--- START ---

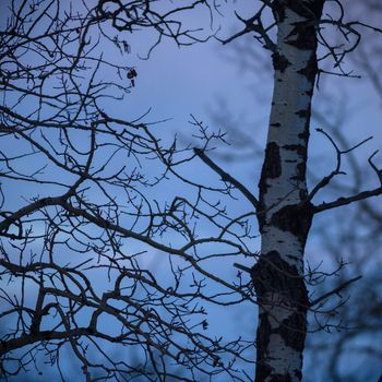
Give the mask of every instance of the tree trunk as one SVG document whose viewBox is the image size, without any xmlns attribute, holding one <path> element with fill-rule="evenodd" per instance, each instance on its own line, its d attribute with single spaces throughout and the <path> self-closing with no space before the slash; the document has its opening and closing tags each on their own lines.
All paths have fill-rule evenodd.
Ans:
<svg viewBox="0 0 382 382">
<path fill-rule="evenodd" d="M 324 0 L 274 1 L 277 51 L 265 158 L 259 183 L 261 255 L 252 268 L 259 302 L 255 381 L 300 381 L 308 291 L 303 252 L 312 222 L 306 167 Z"/>
</svg>

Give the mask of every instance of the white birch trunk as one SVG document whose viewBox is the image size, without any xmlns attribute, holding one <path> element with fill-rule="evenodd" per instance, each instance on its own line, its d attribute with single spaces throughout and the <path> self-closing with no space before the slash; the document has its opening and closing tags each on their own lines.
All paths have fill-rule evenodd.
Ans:
<svg viewBox="0 0 382 382">
<path fill-rule="evenodd" d="M 303 252 L 312 220 L 306 202 L 317 19 L 322 1 L 274 1 L 277 52 L 265 158 L 259 183 L 261 256 L 252 278 L 259 302 L 256 382 L 300 381 L 308 293 Z"/>
</svg>

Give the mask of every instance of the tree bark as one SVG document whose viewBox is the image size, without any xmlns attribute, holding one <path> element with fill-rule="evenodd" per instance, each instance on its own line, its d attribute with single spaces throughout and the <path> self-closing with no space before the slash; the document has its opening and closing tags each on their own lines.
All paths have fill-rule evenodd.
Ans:
<svg viewBox="0 0 382 382">
<path fill-rule="evenodd" d="M 306 167 L 317 63 L 317 21 L 324 0 L 274 1 L 277 51 L 261 179 L 261 255 L 252 268 L 259 302 L 256 382 L 300 381 L 308 291 L 303 252 L 313 208 Z"/>
</svg>

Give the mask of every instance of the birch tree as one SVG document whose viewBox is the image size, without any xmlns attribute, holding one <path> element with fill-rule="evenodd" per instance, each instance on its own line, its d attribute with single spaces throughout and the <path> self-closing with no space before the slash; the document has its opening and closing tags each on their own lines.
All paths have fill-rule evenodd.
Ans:
<svg viewBox="0 0 382 382">
<path fill-rule="evenodd" d="M 216 2 L 190 1 L 182 8 L 171 3 L 168 10 L 156 8 L 155 1 L 103 0 L 93 8 L 82 4 L 83 13 L 70 7 L 61 11 L 58 0 L 12 3 L 1 32 L 5 96 L 0 128 L 4 142 L 21 148 L 14 154 L 4 146 L 2 176 L 39 191 L 20 207 L 9 202 L 9 189 L 2 191 L 1 275 L 19 283 L 19 295 L 4 289 L 2 296 L 7 308 L 1 318 L 14 320 L 0 345 L 3 375 L 17 375 L 41 351 L 60 371 L 60 351 L 67 345 L 86 381 L 139 375 L 151 381 L 198 381 L 205 375 L 244 381 L 250 377 L 235 365 L 254 362 L 247 351 L 251 342 L 224 342 L 205 334 L 208 322 L 201 303 L 249 302 L 259 307 L 258 331 L 251 334 L 255 375 L 250 379 L 302 379 L 308 310 L 320 312 L 331 295 L 354 282 L 310 299 L 303 259 L 313 216 L 382 193 L 374 153 L 369 158 L 379 182 L 374 189 L 313 203 L 318 192 L 342 172 L 342 157 L 367 141 L 341 148 L 324 131 L 337 164 L 312 190 L 307 188 L 311 103 L 318 75 L 325 72 L 318 64 L 319 43 L 334 60 L 337 74 L 348 76 L 344 58 L 359 43 L 358 28 L 368 27 L 345 22 L 342 3 L 334 3 L 338 19 L 322 16 L 324 0 L 260 1 L 250 19 L 237 14 L 244 25 L 241 31 L 228 38 L 217 36 L 228 44 L 251 33 L 272 55 L 274 91 L 259 193 L 212 159 L 208 151 L 215 141 L 225 140 L 224 133 L 211 133 L 192 117 L 200 142 L 179 148 L 176 139 L 165 144 L 144 116 L 126 120 L 112 116 L 105 103 L 105 98 L 122 99 L 136 85 L 138 74 L 135 68 L 104 58 L 107 41 L 129 51 L 128 41 L 112 37 L 110 31 L 122 35 L 148 29 L 156 36 L 153 48 L 165 38 L 179 46 L 206 41 L 208 36 L 201 38 L 183 27 L 182 17 L 199 7 L 213 14 L 218 11 Z M 270 11 L 273 20 L 266 24 Z M 331 45 L 325 26 L 336 27 L 348 44 Z M 98 39 L 92 39 L 94 29 Z M 115 71 L 119 80 L 104 80 L 100 68 L 104 73 Z M 29 157 L 37 157 L 40 166 L 31 170 L 31 163 L 25 164 Z M 129 165 L 120 165 L 127 160 Z M 150 168 L 150 160 L 156 163 L 154 176 L 138 169 Z M 187 166 L 195 160 L 220 182 L 192 178 Z M 192 190 L 192 196 L 175 194 L 158 201 L 157 187 L 167 181 Z M 240 216 L 222 205 L 222 199 L 228 204 L 237 195 L 248 205 Z M 250 243 L 252 220 L 259 224 L 259 251 Z M 205 235 L 202 222 L 210 225 L 212 236 Z M 136 244 L 134 252 L 130 246 Z M 154 250 L 167 255 L 171 280 L 159 280 L 142 265 L 141 259 Z M 68 264 L 62 251 L 81 254 L 81 260 Z M 253 259 L 253 267 L 240 264 L 244 256 Z M 248 280 L 227 279 L 218 274 L 218 266 L 205 265 L 227 258 L 237 260 Z M 108 290 L 98 290 L 102 286 L 91 276 L 94 270 L 107 272 Z M 204 279 L 218 291 L 210 291 Z M 25 299 L 29 284 L 36 290 L 33 302 Z M 104 317 L 118 324 L 118 334 L 109 332 Z M 141 349 L 143 360 L 134 365 L 114 359 L 102 343 Z M 92 359 L 89 347 L 103 357 L 102 362 Z M 169 361 L 187 377 L 168 367 Z"/>
</svg>

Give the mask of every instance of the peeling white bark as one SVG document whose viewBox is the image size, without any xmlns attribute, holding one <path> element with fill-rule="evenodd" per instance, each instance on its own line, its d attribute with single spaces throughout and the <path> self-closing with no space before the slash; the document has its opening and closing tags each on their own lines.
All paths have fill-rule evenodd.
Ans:
<svg viewBox="0 0 382 382">
<path fill-rule="evenodd" d="M 259 183 L 262 243 L 252 273 L 259 301 L 255 381 L 298 382 L 302 378 L 308 308 L 303 251 L 312 219 L 310 203 L 302 203 L 307 195 L 309 120 L 317 74 L 315 29 L 314 23 L 309 22 L 321 16 L 323 1 L 274 3 L 277 53 Z"/>
</svg>

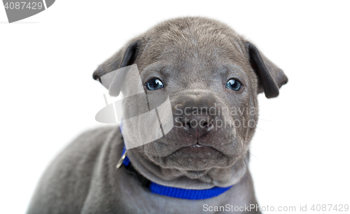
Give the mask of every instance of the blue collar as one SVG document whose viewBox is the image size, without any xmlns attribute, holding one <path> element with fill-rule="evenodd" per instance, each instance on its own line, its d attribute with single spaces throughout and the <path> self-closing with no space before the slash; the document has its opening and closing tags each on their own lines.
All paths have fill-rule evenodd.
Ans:
<svg viewBox="0 0 350 214">
<path fill-rule="evenodd" d="M 125 153 L 125 151 L 126 149 L 125 147 L 124 147 L 122 156 L 124 155 L 124 153 Z M 127 156 L 125 156 L 125 157 L 124 158 L 124 160 L 122 161 L 122 165 L 124 165 L 125 169 L 127 169 L 129 172 L 135 174 L 137 176 L 139 181 L 141 182 L 141 185 L 150 190 L 150 192 L 173 198 L 188 200 L 206 199 L 217 197 L 219 194 L 221 194 L 227 191 L 233 186 L 232 185 L 227 187 L 214 187 L 213 188 L 206 190 L 188 190 L 167 187 L 152 182 L 141 175 L 134 169 Z"/>
</svg>

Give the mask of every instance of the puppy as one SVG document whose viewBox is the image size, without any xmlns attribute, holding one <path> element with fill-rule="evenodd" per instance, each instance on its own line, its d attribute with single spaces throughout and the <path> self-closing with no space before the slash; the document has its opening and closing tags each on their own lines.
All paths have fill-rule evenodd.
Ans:
<svg viewBox="0 0 350 214">
<path fill-rule="evenodd" d="M 119 127 L 83 134 L 48 167 L 28 213 L 260 213 L 246 208 L 258 204 L 248 168 L 257 97 L 277 97 L 284 72 L 203 17 L 156 25 L 93 78 L 135 64 L 146 93 L 169 95 L 173 128 L 126 153 Z"/>
</svg>

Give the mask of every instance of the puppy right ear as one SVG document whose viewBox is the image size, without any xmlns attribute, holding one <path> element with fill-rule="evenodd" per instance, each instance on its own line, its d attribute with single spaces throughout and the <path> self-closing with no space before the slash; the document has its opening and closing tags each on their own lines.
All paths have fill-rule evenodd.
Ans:
<svg viewBox="0 0 350 214">
<path fill-rule="evenodd" d="M 101 83 L 100 78 L 102 76 L 134 64 L 138 50 L 139 41 L 132 42 L 100 64 L 94 71 L 92 78 L 94 80 L 99 80 Z"/>
</svg>

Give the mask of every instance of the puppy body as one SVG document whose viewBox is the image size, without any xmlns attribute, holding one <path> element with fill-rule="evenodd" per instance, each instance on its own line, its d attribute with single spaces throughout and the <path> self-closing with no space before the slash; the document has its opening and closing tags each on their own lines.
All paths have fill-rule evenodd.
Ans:
<svg viewBox="0 0 350 214">
<path fill-rule="evenodd" d="M 204 211 L 205 204 L 257 204 L 248 172 L 228 191 L 211 199 L 192 201 L 150 193 L 122 168 L 115 169 L 122 143 L 115 127 L 83 134 L 48 168 L 28 213 L 217 213 Z"/>
<path fill-rule="evenodd" d="M 218 213 L 214 207 L 223 206 L 225 210 L 218 211 L 227 211 L 231 205 L 256 206 L 247 164 L 258 122 L 257 96 L 261 92 L 267 98 L 278 96 L 279 87 L 288 81 L 283 71 L 227 26 L 202 17 L 171 20 L 155 26 L 99 66 L 94 78 L 133 64 L 144 84 L 154 78 L 164 83 L 160 90 L 169 94 L 174 123 L 186 124 L 186 119 L 205 116 L 241 124 L 174 126 L 164 137 L 127 151 L 134 168 L 165 186 L 197 190 L 234 186 L 218 197 L 197 201 L 152 194 L 122 167 L 115 169 L 123 147 L 122 136 L 118 128 L 103 128 L 83 134 L 58 156 L 40 182 L 29 213 Z M 241 83 L 240 90 L 225 87 L 232 79 Z M 146 87 L 145 91 L 158 93 Z M 132 106 L 137 108 L 133 106 L 135 101 L 125 101 L 127 113 Z M 197 107 L 218 110 L 210 115 L 206 111 L 194 114 Z M 238 114 L 232 113 L 232 107 Z M 223 110 L 225 108 L 231 111 Z M 244 125 L 245 121 L 254 125 Z M 213 209 L 206 208 L 209 206 Z"/>
</svg>

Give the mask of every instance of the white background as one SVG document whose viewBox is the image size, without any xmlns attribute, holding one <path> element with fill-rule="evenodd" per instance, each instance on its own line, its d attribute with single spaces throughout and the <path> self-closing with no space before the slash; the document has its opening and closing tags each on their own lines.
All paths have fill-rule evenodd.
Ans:
<svg viewBox="0 0 350 214">
<path fill-rule="evenodd" d="M 185 15 L 227 23 L 289 78 L 278 98 L 259 96 L 250 169 L 260 206 L 350 204 L 346 1 L 58 0 L 13 24 L 0 8 L 1 213 L 24 213 L 55 155 L 104 125 L 94 120 L 106 93 L 92 78 L 97 66 Z"/>
</svg>

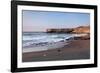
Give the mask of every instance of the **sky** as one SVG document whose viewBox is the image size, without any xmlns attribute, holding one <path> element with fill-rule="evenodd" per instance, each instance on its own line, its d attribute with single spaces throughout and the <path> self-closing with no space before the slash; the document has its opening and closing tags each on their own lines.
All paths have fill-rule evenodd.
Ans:
<svg viewBox="0 0 100 73">
<path fill-rule="evenodd" d="M 22 11 L 23 32 L 45 32 L 50 28 L 74 28 L 90 25 L 89 13 Z"/>
</svg>

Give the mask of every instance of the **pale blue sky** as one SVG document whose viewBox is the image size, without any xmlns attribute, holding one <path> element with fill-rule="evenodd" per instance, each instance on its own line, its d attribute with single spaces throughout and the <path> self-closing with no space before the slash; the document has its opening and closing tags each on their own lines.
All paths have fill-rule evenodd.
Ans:
<svg viewBox="0 0 100 73">
<path fill-rule="evenodd" d="M 73 28 L 90 25 L 89 13 L 23 10 L 23 31 L 38 32 L 48 28 Z"/>
</svg>

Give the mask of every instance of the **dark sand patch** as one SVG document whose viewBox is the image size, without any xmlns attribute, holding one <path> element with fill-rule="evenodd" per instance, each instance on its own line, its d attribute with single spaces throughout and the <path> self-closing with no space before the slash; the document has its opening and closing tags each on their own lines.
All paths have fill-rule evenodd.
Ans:
<svg viewBox="0 0 100 73">
<path fill-rule="evenodd" d="M 59 49 L 22 53 L 23 62 L 79 60 L 90 58 L 90 40 L 73 40 Z"/>
</svg>

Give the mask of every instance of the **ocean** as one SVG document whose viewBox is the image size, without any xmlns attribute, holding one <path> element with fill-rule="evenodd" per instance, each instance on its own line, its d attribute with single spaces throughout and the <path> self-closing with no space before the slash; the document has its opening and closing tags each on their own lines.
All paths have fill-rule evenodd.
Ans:
<svg viewBox="0 0 100 73">
<path fill-rule="evenodd" d="M 75 34 L 23 32 L 23 52 L 36 52 L 64 47 Z"/>
</svg>

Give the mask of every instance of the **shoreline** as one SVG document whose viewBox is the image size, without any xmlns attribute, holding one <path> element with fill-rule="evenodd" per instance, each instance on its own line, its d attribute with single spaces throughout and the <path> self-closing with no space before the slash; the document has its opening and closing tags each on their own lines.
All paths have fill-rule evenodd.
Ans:
<svg viewBox="0 0 100 73">
<path fill-rule="evenodd" d="M 77 60 L 90 58 L 90 40 L 72 40 L 63 48 L 22 53 L 23 62 Z"/>
</svg>

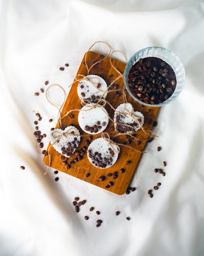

--- END ---

> _THE EXERCISE_:
Count the lines in the listing above that contain the word "bark", with case counting, and give only the number.

> _OUTPUT OF THE EXERCISE_:
2